_Exercise directions_. Copy all of the material below word for word, leaving out the pictures.

_Provided information_.
— Begin —
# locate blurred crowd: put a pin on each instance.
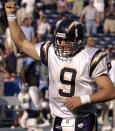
(38, 20)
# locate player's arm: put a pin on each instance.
(107, 91)
(17, 35)
(23, 73)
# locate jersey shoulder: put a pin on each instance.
(98, 58)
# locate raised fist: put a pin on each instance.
(10, 7)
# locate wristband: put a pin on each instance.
(11, 17)
(85, 99)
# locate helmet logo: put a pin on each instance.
(63, 35)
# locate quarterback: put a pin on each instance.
(74, 73)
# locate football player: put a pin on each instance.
(74, 72)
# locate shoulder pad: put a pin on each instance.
(44, 52)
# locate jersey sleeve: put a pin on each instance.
(100, 64)
(42, 50)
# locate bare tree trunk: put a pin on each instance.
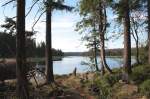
(148, 8)
(127, 38)
(102, 29)
(137, 51)
(49, 61)
(22, 83)
(95, 54)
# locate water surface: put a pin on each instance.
(68, 64)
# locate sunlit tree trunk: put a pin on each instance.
(127, 38)
(49, 62)
(95, 54)
(102, 40)
(22, 87)
(148, 8)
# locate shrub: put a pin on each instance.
(140, 73)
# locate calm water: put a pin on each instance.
(68, 64)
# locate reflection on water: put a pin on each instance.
(68, 64)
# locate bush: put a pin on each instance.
(140, 73)
(145, 88)
(111, 79)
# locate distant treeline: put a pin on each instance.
(8, 47)
(109, 52)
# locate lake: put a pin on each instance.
(68, 64)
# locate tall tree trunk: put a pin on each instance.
(137, 51)
(49, 61)
(127, 38)
(95, 54)
(148, 9)
(102, 38)
(22, 87)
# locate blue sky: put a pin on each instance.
(63, 25)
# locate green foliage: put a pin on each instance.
(112, 79)
(140, 73)
(105, 91)
(145, 88)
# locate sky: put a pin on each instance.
(64, 36)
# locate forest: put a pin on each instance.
(22, 76)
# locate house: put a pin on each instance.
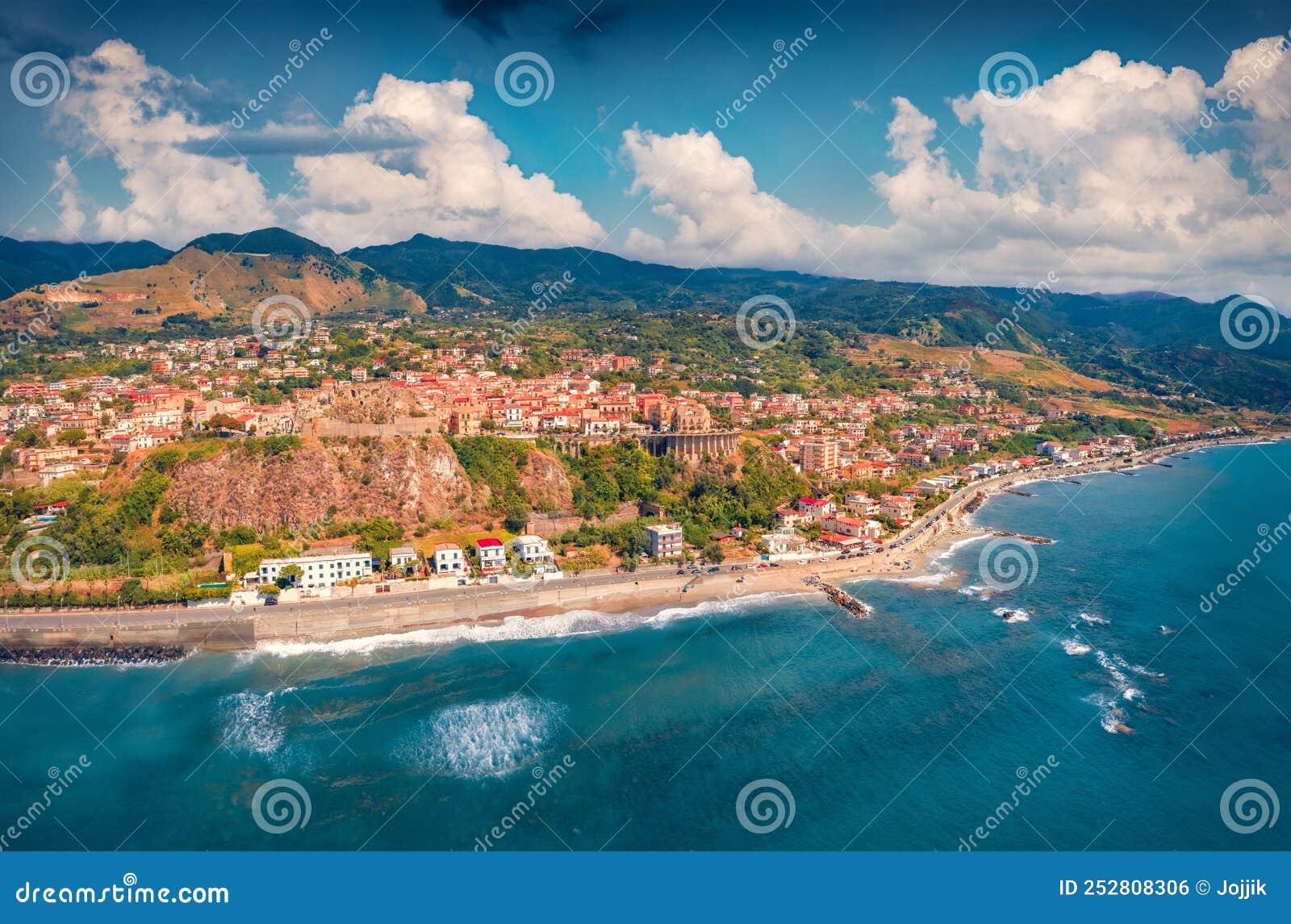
(404, 559)
(322, 568)
(896, 506)
(447, 559)
(491, 554)
(843, 525)
(859, 504)
(815, 508)
(665, 540)
(533, 550)
(783, 542)
(819, 456)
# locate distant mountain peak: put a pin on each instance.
(277, 241)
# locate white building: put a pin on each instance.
(492, 555)
(326, 568)
(533, 550)
(449, 559)
(665, 540)
(403, 559)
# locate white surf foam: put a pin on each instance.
(482, 738)
(252, 723)
(1013, 615)
(514, 629)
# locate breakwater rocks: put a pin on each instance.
(94, 654)
(1033, 540)
(839, 598)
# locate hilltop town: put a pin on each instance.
(378, 452)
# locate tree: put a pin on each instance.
(516, 515)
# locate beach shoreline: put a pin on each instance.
(31, 637)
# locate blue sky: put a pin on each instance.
(817, 144)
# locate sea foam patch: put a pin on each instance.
(252, 723)
(482, 738)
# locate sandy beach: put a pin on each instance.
(97, 635)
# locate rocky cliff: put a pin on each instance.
(410, 480)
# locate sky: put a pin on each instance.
(1091, 144)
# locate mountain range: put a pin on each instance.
(1142, 341)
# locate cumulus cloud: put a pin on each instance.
(407, 159)
(141, 116)
(1091, 176)
(71, 215)
(452, 178)
(1104, 174)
— End —
_Result of the task_.
# locate blurred crowd: put a pin on each instance.
(38, 20)
# locate player's arm: put a pin on each instance.
(107, 91)
(17, 35)
(23, 73)
# locate jersey shoulder: put a pin on each instance.
(98, 58)
# locate raised fist: put a pin on each instance.
(10, 7)
# locate wristband: put a pin on each instance.
(11, 17)
(85, 99)
# locate helmet logo: put a pin on each instance.
(63, 35)
# locate quarterback: put a pin on each instance.
(74, 73)
# locate football player: put a pin on each instance.
(74, 72)
# locate shoulder pad: put a pin on each instance.
(44, 52)
# locate jersey sleeve: put a pin on each instance.
(100, 64)
(42, 50)
# locate bare tree trunk: put a pin on each instance.
(148, 8)
(127, 38)
(102, 29)
(137, 51)
(49, 61)
(22, 83)
(95, 54)
# locate water surface: put a pin on each instance.
(68, 64)
# locate sunlit tree trunk: put a pin on each instance.
(127, 38)
(49, 62)
(95, 54)
(102, 40)
(22, 87)
(148, 8)
# locate shrub: put a pin on each instance.
(140, 73)
# locate calm water: put a pin on each instance.
(68, 64)
# locate reflection on water: put a pin on each instance.
(68, 64)
# locate bush: put a pin on each instance.
(140, 73)
(145, 88)
(111, 79)
# locate distant treeline: put a pin on each instance.
(8, 47)
(109, 52)
# locate lake: put a pin on each instance.
(68, 64)
# locate tall tree trunk: put a pin on each instance.
(137, 51)
(49, 61)
(127, 38)
(95, 54)
(148, 9)
(102, 38)
(22, 87)
# locate blue sky: put a pin on each instance.
(63, 25)
# locate green foliage: put a pin on each instance.
(112, 79)
(140, 73)
(105, 91)
(145, 88)
# locate sky: put a pin on each instance.
(64, 36)
# locate forest: put a pin on each instance.
(22, 76)
# locate house: put a pin on each instance.
(404, 559)
(322, 568)
(896, 506)
(447, 559)
(491, 554)
(843, 525)
(859, 504)
(815, 508)
(665, 540)
(533, 550)
(783, 542)
(819, 456)
# locate distant mountain peak: put a pin on each instance.
(277, 241)
# locate white building: put a pin on each instance.
(492, 555)
(326, 568)
(533, 550)
(449, 559)
(665, 540)
(403, 559)
# locate white surf foam: put a pin on each instance.
(482, 738)
(252, 723)
(1013, 615)
(514, 629)
# locate breakwater rocks: put a pin on each instance.
(94, 654)
(1033, 540)
(839, 598)
# locate hilltop town: put a pin on each instance.
(378, 452)
# locate tree: put a pin on each instance.
(516, 515)
# locate beach shoreline: put a pin on each instance.
(31, 637)
# locate blue sky: put a pin on each instance.
(817, 144)
# locate sea foam patch: put a pin on each instance.
(252, 723)
(482, 738)
# locate sandy beach: put a pin on each instance.
(97, 635)
# locate rocky cliff: put a pin on each instance.
(410, 480)
# locate sky: put a pin on each instance.
(1091, 144)
# locate mountain range: put a pin on each instance.
(1142, 341)
# locate cumulus cloud: put a pin on each instance.
(407, 159)
(141, 116)
(1091, 176)
(71, 215)
(452, 178)
(1104, 174)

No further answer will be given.